Şimdi bundan sonra ب nın müteallakatının تأليف (te'lifi) olduğunu gördükten sonra niye تأليف
Çünkü kitap yazılıyor, te'lif ediliyor. Burada Üstad da masdarı baz aldığı için, تأليف den başka bir şey koymamız mümkün değil. Yani telifi Bismillahirrahmanirrahim.
Şimdi;
(الباء للمصاحبة) ب musahabe içindir. Musahebenin lugavi manası beraberlik demektir. مع da da beraberlik vardır.
Not: "Meşhur dil uzmanı/nahiv âlimi İbn-i Hişam'ın tesbitine göre ب harf-i cerrinin 14 manası vardır. Bunlardan bazıları şöyledir;
1-İlsak/bitişik olma ve bitiştirme manası; Bu anlam ب nin hiç ayrılmaz asli manasıdır.
وَامْسَحُواْ بِرُؤُوسِكُمْ
"Başınızı mesh edin"(Maide: 5/6) mealindeki ayette yer alan ب harfi buna misaldir. Burada bu harf tekid ve ilsak manasına yorumlanmıştır.
Not: Ali Haydar Hocamız diyor ki "hakiki ilsak vardır, mecazi ilsak vardır. Mesela;
أمسكت بيدي الحبل
"Elimle ipi tuttum" ifadesinde hakiki bir ilsak var değil mi? Bir de mecazi ilsak var. Mesela
مررت بزيد"Zeyd'e uğradım" ifadesinde Zeyd'e uğramak bizzat ona temas etmek manasına değil, mecazidir."
2-Tadiye/geçişsiz fiile geçişlilik sağlayan manası;
ذَهَبَ اللّهُ بِنُورِهِمْ
"Allah onların nurunu giderdi"(Bakara: 2/17) mealindeki ayette bu mana vardır.
3-İsti'ane/yardım isteme manası;
طَائِرٍ يَطِيرُ بِجَنَاحَيْهِ
"İki kanadıyla uçan kuş"(En'am: 6/38) mealindeki ayette "iki kanadının yardımıyla" manası vardır.

......

◆ Alıştırma seti:
1. Listenin başından "negative clicks: (224, 291) (243, 289)" ifadesini içeren satıra kadar olan bölümü, iki uç da dahil olmak üzere, aynen yazın. Resimleri yanıta almayın.
2. ب harfinin manalarını anlatan metni kaldığı yerden devam ettirin.

......

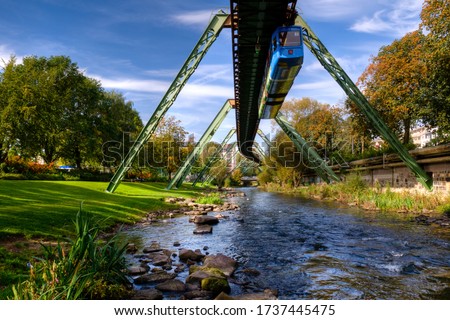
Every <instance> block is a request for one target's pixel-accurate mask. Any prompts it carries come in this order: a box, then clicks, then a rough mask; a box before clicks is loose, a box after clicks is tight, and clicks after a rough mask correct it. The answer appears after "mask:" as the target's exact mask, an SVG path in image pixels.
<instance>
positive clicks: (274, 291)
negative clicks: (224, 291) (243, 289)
mask: <svg viewBox="0 0 450 320" xmlns="http://www.w3.org/2000/svg"><path fill="white" fill-rule="evenodd" d="M277 296H278V292H276V290H270V289H266V290H264V292H259V293H247V294H242V295H239V296H229V295H228V294H226V293H223V292H222V293H220V294H219V295H218V296H217V297H216V298H215V300H278V297H277Z"/></svg>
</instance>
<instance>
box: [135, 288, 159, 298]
mask: <svg viewBox="0 0 450 320" xmlns="http://www.w3.org/2000/svg"><path fill="white" fill-rule="evenodd" d="M162 298H163V295H162V293H161V291H159V290H157V289H144V290H136V291H135V293H134V295H133V298H132V299H133V300H162Z"/></svg>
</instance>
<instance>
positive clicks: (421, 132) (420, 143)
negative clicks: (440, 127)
mask: <svg viewBox="0 0 450 320" xmlns="http://www.w3.org/2000/svg"><path fill="white" fill-rule="evenodd" d="M436 137H437V134H436V128H432V129H429V128H427V127H417V128H414V129H412V130H411V139H412V140H413V143H414V144H415V145H416V146H417V147H418V148H423V147H425V146H426V145H427V143H429V142H431V140H432V139H434V138H436Z"/></svg>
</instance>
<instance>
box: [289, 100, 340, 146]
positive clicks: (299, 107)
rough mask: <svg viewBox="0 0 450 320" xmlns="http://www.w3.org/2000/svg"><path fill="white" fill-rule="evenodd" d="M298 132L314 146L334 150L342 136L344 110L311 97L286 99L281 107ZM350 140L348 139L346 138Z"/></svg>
mask: <svg viewBox="0 0 450 320" xmlns="http://www.w3.org/2000/svg"><path fill="white" fill-rule="evenodd" d="M281 111H282V113H283V115H285V116H286V117H287V119H288V120H289V121H290V122H291V123H292V124H293V125H294V127H295V129H296V130H297V132H298V133H300V134H301V135H302V137H303V138H304V139H306V140H307V141H309V142H310V143H311V145H312V146H316V147H317V148H318V149H323V150H324V151H325V150H327V152H330V151H332V150H331V149H333V143H334V144H335V143H336V142H337V141H334V142H333V140H336V139H337V140H340V137H341V136H342V129H343V127H342V122H343V115H344V111H343V110H342V109H341V108H338V107H334V106H330V105H329V104H325V103H320V102H318V101H317V100H314V99H311V98H302V99H292V100H290V101H286V102H285V103H284V104H283V107H282V109H281ZM346 140H348V139H346Z"/></svg>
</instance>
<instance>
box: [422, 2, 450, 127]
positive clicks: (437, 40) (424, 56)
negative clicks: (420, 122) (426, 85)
mask: <svg viewBox="0 0 450 320" xmlns="http://www.w3.org/2000/svg"><path fill="white" fill-rule="evenodd" d="M421 18H422V23H421V30H422V31H423V33H424V34H425V35H426V36H425V44H426V50H424V51H423V52H422V54H423V56H424V61H425V62H426V65H427V67H428V70H427V71H428V72H427V77H426V78H427V80H428V83H427V86H426V87H424V90H423V91H422V95H423V96H424V97H425V98H426V104H427V107H428V111H429V112H428V113H427V114H425V115H424V117H425V118H426V119H427V121H428V122H429V123H430V124H431V125H434V126H439V129H440V130H444V131H447V132H449V131H450V76H449V75H450V0H425V1H424V4H423V8H422V13H421Z"/></svg>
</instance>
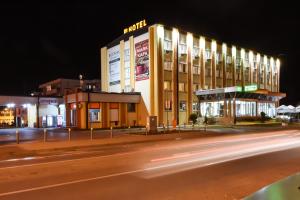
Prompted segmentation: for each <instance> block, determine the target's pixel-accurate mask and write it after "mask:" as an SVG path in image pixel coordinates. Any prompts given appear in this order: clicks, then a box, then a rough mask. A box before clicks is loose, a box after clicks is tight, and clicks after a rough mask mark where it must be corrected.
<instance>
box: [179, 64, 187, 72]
mask: <svg viewBox="0 0 300 200" xmlns="http://www.w3.org/2000/svg"><path fill="white" fill-rule="evenodd" d="M178 67H179V72H184V73H185V72H186V64H183V63H179V66H178Z"/></svg>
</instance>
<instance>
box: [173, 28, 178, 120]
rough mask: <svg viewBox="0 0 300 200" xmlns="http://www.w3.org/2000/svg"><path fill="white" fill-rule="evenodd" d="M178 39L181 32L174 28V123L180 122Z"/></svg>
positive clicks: (173, 94) (173, 63)
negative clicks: (179, 31) (179, 103)
mask: <svg viewBox="0 0 300 200" xmlns="http://www.w3.org/2000/svg"><path fill="white" fill-rule="evenodd" d="M178 40H179V32H178V30H177V29H173V30H172V49H173V55H172V56H173V58H172V119H173V123H174V124H178V123H179V121H178Z"/></svg>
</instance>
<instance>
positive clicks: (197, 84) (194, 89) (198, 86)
mask: <svg viewBox="0 0 300 200" xmlns="http://www.w3.org/2000/svg"><path fill="white" fill-rule="evenodd" d="M199 89H200V85H199V84H193V91H194V92H195V91H198V90H199Z"/></svg>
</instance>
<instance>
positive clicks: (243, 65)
mask: <svg viewBox="0 0 300 200" xmlns="http://www.w3.org/2000/svg"><path fill="white" fill-rule="evenodd" d="M244 60H245V49H241V77H242V84H241V85H242V87H244V86H245V71H244V70H245V69H244Z"/></svg>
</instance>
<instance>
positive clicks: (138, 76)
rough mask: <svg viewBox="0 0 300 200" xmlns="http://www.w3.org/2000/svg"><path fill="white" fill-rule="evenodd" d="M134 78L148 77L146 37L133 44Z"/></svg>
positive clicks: (147, 49) (148, 67) (148, 63)
mask: <svg viewBox="0 0 300 200" xmlns="http://www.w3.org/2000/svg"><path fill="white" fill-rule="evenodd" d="M135 64H136V66H135V80H136V81H142V80H147V79H149V47H148V39H147V40H143V41H141V42H138V43H136V44H135Z"/></svg>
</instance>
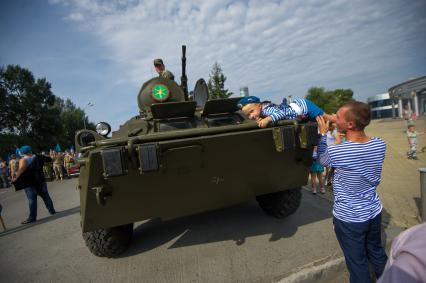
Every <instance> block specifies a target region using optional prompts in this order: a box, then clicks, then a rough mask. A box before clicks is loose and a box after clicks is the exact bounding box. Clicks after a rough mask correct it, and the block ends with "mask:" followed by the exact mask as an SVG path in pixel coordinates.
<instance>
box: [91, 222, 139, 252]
mask: <svg viewBox="0 0 426 283" xmlns="http://www.w3.org/2000/svg"><path fill="white" fill-rule="evenodd" d="M132 235H133V223H131V224H126V225H122V226H117V227H112V228H107V229H98V230H95V231H90V232H85V233H83V238H84V240H85V241H86V246H87V247H88V248H89V250H90V251H91V252H92V253H93V254H94V255H96V256H100V257H115V256H117V255H119V254H121V253H122V252H124V251H125V250H126V249H127V248H128V247H129V244H130V241H131V239H132Z"/></svg>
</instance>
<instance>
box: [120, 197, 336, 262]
mask: <svg viewBox="0 0 426 283" xmlns="http://www.w3.org/2000/svg"><path fill="white" fill-rule="evenodd" d="M331 211H332V203H330V202H329V201H327V200H325V199H322V198H319V197H316V196H313V195H311V194H309V193H306V192H305V191H304V190H302V202H301V205H300V207H299V209H298V210H297V211H296V212H295V213H294V214H293V215H291V216H289V217H287V218H285V219H276V218H273V217H271V216H268V215H266V214H265V213H264V212H263V211H262V209H261V208H260V207H259V206H258V205H257V202H255V201H252V202H249V203H243V204H240V205H236V206H233V207H229V208H225V209H222V210H216V211H211V212H206V213H202V214H197V215H192V216H187V217H183V218H179V219H175V220H170V221H161V220H159V219H153V220H149V221H146V222H144V223H142V224H141V225H139V226H137V227H136V229H135V230H134V234H133V240H132V244H131V246H130V248H129V250H127V252H125V253H124V254H123V255H121V256H120V257H128V256H132V255H135V254H139V253H143V252H146V251H149V250H152V249H154V248H156V247H159V246H161V245H164V244H166V243H167V242H169V241H171V240H173V239H174V238H177V237H178V239H177V240H176V241H175V242H174V243H172V244H171V245H170V246H169V248H170V249H171V248H179V247H185V246H192V245H199V244H205V243H212V242H221V241H228V240H233V241H235V244H236V245H242V244H244V242H245V240H246V238H247V237H253V236H259V235H268V234H270V238H269V241H277V240H279V239H281V238H288V237H291V236H293V235H294V234H295V233H296V232H297V229H298V227H300V226H303V225H307V224H309V223H313V222H317V221H321V220H323V219H327V218H331V217H332V214H331Z"/></svg>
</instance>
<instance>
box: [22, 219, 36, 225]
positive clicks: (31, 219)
mask: <svg viewBox="0 0 426 283" xmlns="http://www.w3.org/2000/svg"><path fill="white" fill-rule="evenodd" d="M35 221H36V220H35V219H29V218H28V219H27V220H24V221H22V222H21V224H29V223H32V222H35Z"/></svg>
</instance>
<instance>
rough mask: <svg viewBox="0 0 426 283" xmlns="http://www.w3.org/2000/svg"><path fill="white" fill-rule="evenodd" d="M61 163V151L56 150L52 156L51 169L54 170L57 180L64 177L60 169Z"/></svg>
mask: <svg viewBox="0 0 426 283" xmlns="http://www.w3.org/2000/svg"><path fill="white" fill-rule="evenodd" d="M63 163H64V161H63V158H62V153H61V152H60V151H59V152H56V153H55V155H54V158H53V170H54V171H55V176H56V180H57V181H59V180H63V179H64V173H63V170H62V165H63Z"/></svg>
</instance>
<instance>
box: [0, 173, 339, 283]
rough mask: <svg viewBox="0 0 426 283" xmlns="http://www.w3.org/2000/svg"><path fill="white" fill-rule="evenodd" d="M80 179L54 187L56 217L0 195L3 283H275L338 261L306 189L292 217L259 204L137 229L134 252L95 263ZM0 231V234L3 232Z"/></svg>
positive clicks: (190, 217)
mask: <svg viewBox="0 0 426 283" xmlns="http://www.w3.org/2000/svg"><path fill="white" fill-rule="evenodd" d="M76 186H77V179H71V180H64V181H61V182H49V183H48V187H49V191H50V195H51V197H52V199H53V201H54V204H55V207H56V209H57V211H58V212H59V213H57V214H56V215H53V216H50V215H49V214H48V212H47V210H46V208H45V207H44V204H43V201H42V200H41V199H40V198H39V200H38V206H39V207H38V212H39V215H38V219H39V220H38V221H37V222H35V223H33V224H30V225H25V226H24V225H21V224H20V222H21V221H22V220H24V219H26V217H27V213H28V202H27V199H26V197H25V194H24V192H22V191H20V192H14V191H13V190H12V189H0V203H1V204H2V205H3V213H2V216H3V219H4V220H5V223H6V226H7V229H8V230H6V231H5V232H1V233H0V281H1V282H34V281H37V282H58V281H60V282H89V281H90V282H274V281H279V280H280V279H281V278H283V277H285V276H287V275H289V274H291V273H293V272H295V271H297V270H299V269H300V268H302V267H306V266H309V265H312V264H315V263H321V262H324V261H327V260H330V259H333V258H336V257H338V256H340V255H341V251H340V248H339V246H338V243H337V240H336V238H335V235H334V232H333V230H332V223H331V222H332V221H331V203H330V202H329V201H327V200H325V199H322V198H320V197H318V196H314V195H312V194H310V193H309V192H306V191H304V190H303V197H302V204H301V206H300V208H299V209H298V211H297V212H296V213H295V214H293V215H292V216H290V217H288V218H286V219H283V220H278V219H274V218H271V217H269V216H267V215H265V214H264V213H263V212H262V210H261V209H260V208H259V207H258V205H257V203H256V202H255V201H253V202H249V203H242V204H240V205H237V206H234V207H230V208H227V209H222V210H217V211H212V212H208V213H203V214H198V215H193V216H189V217H184V218H180V219H176V220H170V221H165V222H163V221H161V220H148V221H145V222H140V223H136V224H135V233H134V237H133V242H132V244H131V247H130V249H129V250H128V251H127V252H126V253H124V254H123V255H122V256H121V257H119V258H115V259H108V258H98V257H96V256H94V255H92V254H91V253H90V252H89V250H88V249H87V248H86V246H85V244H84V241H83V238H82V236H81V230H80V224H79V221H80V215H79V195H78V191H77V190H76V189H75V188H76ZM0 229H1V228H0Z"/></svg>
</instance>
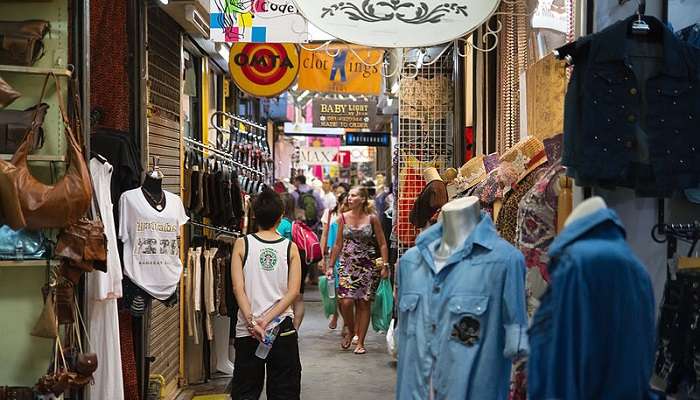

......

◆ Yanıtlar:
1.
Every <instance> block is a request for one target's pixel-accurate mask. Any prompts it carries come in this order: a box, then clicks, then a rough mask; a box before clicks is loose, a box after clicks is tight, and clicks after a rough mask correct it. The answer appears after "mask:" as the target's exact mask, an SVG path in image pixels.
<instance>
positive clicks: (274, 291)
negative clicks: (224, 291) (243, 289)

2.
Not: Molla Musa Celali Efendi, Kızıl İcaz'a yaptığı talikatta İmam Alusi'nin Ruhu'l Meani adlı tefsirinde "benim indimde ba'nın istiane için olması daha evladır" dediğini yazıyor. (Molla Musa Celali, Talikat Ala Kızıl İcaz, s. 12, Sembol Yayıncılık, İst. 2009)
Buna başka bir misal şu ayet verilebilir;
بِسْمِ اللّهِ مَجْرَاهَا وَمُرْسَاهَا
"Nûh onlara şöyle demişti: "Onun(geminin) gitmesi de durması da Allah'ın adıyladır"(Hud: 11/41)
4-Sebebiyet/sebeb olma/ vesile olma manası;
فَكُلّاً أَخَذْنَا بِذَنبِهِ
"Her birini günahı sebebiyle yakaladık"(Ankebut: 29/40) mealindeki ayet buna bir misaldir.
5-Musahebe/beraber, birlikte olma manası;
ادْخُلُوهَا بِسَلاَمٍ آمِنِينَ
"Emin bir şekilde, selametle girin Cennet'e"(Hicr: 15/46)
Not: Akgündüz Hoca Musahebe için şöyle diyor; "Harf-i Cer olan ba'nın manalarındandır. Carr ile mecrurun devamlı beraber olması manasını ifade eder.
وَقَد دَّخَلُواْ بِالْكُفْرِ
"Onlar inkâr ve küfürle girmiş"(Maide: 5/61) deyince "küfürle beraber" manasını ifade etmektedir.(Prof. Dr. Ahmet Akgündüz, Kızıl İcaz Şerhi, s. 28, OSAV Yayınları, İst.2020, 1. Baskı)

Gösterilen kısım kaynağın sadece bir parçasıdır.